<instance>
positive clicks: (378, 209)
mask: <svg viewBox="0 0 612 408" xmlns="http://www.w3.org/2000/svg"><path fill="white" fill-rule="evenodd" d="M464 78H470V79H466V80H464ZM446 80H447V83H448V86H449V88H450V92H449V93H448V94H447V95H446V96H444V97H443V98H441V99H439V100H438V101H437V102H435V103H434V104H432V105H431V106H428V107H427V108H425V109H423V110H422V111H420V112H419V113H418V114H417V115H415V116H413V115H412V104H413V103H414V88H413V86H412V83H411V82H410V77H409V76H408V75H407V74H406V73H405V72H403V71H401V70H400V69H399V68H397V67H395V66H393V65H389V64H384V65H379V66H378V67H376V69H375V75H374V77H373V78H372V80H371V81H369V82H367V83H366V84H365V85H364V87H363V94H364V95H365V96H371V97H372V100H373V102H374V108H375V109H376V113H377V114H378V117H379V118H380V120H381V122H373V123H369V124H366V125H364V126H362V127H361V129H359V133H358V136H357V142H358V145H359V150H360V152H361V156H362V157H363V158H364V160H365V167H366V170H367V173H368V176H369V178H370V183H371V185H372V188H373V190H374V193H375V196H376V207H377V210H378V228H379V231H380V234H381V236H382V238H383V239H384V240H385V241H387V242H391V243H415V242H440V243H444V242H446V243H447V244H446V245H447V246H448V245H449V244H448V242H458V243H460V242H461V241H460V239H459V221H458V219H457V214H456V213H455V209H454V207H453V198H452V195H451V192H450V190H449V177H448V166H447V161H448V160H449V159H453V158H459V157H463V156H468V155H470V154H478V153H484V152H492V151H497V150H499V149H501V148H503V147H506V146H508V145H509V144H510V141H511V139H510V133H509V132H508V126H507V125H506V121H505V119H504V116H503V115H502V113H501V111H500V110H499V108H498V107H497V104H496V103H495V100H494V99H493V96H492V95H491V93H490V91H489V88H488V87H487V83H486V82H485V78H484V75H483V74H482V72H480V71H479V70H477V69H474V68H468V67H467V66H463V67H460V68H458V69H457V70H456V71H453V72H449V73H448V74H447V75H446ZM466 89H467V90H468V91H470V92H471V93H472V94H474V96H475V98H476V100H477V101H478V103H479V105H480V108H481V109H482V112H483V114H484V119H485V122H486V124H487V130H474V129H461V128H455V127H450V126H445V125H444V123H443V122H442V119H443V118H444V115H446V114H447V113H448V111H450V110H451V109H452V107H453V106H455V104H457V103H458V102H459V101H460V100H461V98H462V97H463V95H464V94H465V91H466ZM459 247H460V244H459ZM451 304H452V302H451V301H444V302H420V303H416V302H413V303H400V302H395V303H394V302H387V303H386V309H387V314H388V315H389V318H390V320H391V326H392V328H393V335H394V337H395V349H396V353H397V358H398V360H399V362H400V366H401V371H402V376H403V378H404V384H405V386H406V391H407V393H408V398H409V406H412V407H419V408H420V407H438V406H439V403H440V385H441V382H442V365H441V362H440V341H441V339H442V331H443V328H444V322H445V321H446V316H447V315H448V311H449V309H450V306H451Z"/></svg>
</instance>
_ _ _ _ _
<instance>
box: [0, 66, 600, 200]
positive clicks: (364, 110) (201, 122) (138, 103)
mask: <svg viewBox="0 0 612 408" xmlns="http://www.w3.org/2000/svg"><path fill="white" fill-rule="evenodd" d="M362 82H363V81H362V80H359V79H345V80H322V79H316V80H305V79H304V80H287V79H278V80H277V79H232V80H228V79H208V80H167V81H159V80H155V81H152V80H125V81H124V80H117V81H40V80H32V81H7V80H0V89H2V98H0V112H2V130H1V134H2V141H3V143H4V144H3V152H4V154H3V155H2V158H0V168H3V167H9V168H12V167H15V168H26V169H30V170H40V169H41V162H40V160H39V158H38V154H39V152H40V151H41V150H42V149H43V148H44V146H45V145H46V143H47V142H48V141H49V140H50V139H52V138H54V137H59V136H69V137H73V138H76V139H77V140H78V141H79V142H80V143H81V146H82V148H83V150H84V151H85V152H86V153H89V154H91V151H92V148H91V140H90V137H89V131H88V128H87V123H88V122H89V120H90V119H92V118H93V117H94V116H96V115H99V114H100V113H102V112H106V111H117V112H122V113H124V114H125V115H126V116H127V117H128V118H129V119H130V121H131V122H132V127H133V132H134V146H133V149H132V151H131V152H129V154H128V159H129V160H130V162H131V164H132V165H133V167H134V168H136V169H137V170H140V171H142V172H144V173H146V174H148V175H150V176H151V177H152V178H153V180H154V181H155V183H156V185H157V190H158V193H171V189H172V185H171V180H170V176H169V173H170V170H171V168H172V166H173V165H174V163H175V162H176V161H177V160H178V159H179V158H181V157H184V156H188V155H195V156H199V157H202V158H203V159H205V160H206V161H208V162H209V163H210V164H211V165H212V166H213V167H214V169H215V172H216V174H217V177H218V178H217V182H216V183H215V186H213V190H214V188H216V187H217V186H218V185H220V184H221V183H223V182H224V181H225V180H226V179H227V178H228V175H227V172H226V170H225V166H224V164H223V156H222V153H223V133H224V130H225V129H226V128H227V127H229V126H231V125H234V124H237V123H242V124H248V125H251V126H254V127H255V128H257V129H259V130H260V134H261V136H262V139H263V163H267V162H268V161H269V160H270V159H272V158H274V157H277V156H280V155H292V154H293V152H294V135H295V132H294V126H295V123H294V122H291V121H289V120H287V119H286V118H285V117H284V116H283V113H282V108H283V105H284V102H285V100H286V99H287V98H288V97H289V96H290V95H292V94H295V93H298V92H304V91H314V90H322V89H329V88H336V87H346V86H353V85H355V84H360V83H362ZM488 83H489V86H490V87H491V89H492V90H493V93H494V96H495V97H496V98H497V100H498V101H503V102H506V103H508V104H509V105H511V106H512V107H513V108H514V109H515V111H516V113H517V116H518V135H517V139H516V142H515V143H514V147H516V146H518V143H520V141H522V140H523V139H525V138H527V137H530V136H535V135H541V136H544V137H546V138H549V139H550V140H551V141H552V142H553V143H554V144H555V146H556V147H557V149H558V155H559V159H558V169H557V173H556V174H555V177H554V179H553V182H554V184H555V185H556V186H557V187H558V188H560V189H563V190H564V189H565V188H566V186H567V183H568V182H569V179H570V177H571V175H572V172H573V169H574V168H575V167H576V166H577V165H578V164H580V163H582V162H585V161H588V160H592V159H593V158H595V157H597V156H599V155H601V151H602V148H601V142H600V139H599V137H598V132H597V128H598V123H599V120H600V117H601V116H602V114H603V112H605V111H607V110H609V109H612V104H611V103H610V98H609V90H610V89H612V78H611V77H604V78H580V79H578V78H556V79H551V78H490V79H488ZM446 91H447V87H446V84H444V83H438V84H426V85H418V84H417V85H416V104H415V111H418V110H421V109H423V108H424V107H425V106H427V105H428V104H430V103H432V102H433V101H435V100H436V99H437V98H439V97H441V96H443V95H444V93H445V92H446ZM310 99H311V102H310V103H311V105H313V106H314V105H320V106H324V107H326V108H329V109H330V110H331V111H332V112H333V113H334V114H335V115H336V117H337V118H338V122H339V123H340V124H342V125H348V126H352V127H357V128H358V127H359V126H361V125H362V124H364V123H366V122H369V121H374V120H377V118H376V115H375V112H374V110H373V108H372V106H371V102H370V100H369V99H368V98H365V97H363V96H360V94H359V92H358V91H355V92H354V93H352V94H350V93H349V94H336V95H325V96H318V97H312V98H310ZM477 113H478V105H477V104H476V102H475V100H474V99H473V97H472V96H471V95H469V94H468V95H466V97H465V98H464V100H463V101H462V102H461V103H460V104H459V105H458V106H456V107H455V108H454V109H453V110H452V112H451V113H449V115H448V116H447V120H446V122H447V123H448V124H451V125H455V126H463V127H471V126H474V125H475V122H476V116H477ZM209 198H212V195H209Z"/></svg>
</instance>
_ _ _ _ _
#### WHAT THE EXERCISE ASKS:
Return each line among the entries that holds the word "positive".

#### THE COMPLETED TASK:
positive clicks: (378, 209)
positive clicks: (364, 110) (201, 122) (138, 103)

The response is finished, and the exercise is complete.